Problem requirements:
Pick out each line of the records that contains the string "JSON", and copy those lines.

+---+

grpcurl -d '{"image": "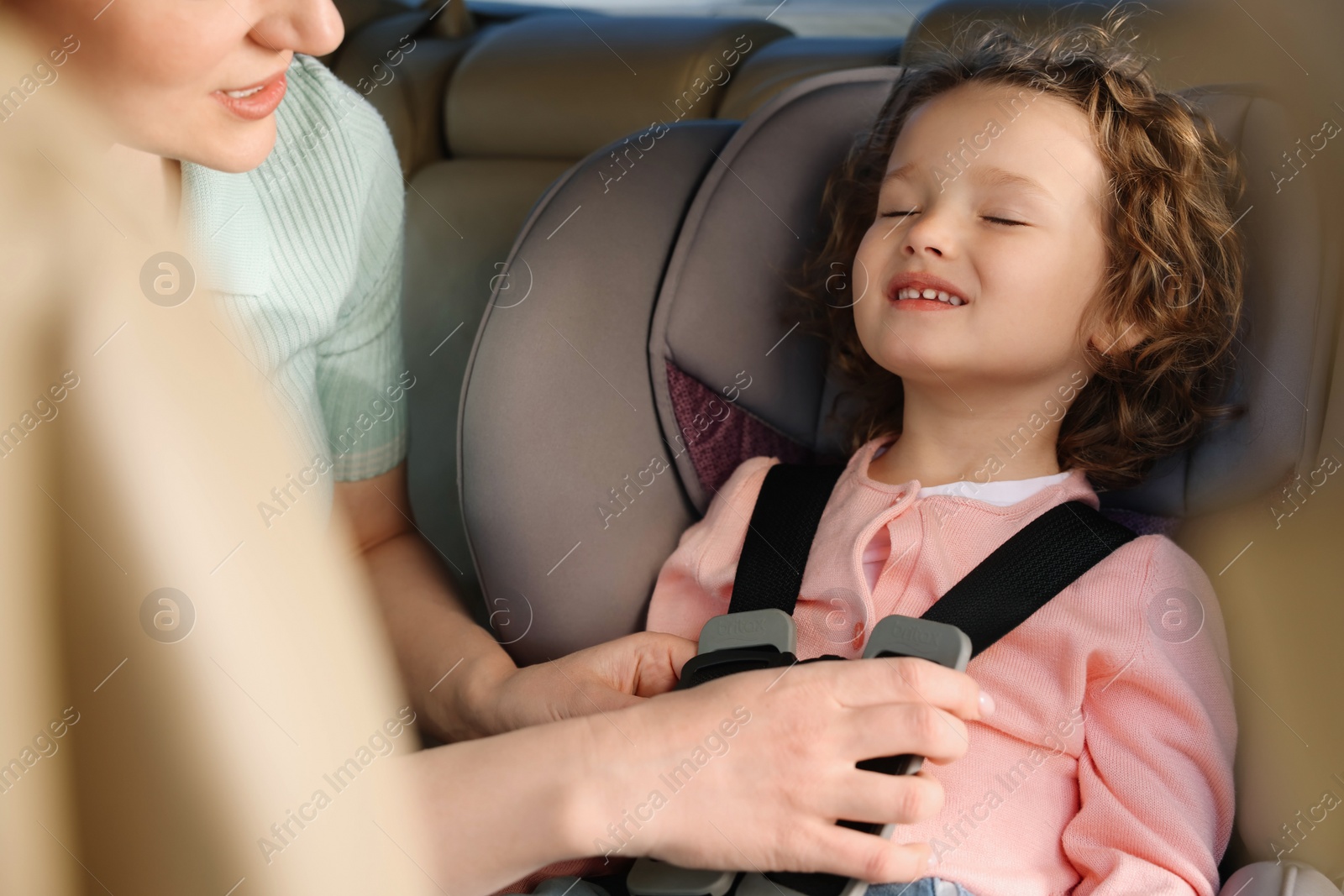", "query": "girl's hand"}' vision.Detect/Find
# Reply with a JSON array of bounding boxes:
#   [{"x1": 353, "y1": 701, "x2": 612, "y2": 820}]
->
[
  {"x1": 469, "y1": 631, "x2": 696, "y2": 735},
  {"x1": 571, "y1": 658, "x2": 993, "y2": 883}
]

+---+

Answer to the exercise:
# Reply with a JSON array of bounding boxes:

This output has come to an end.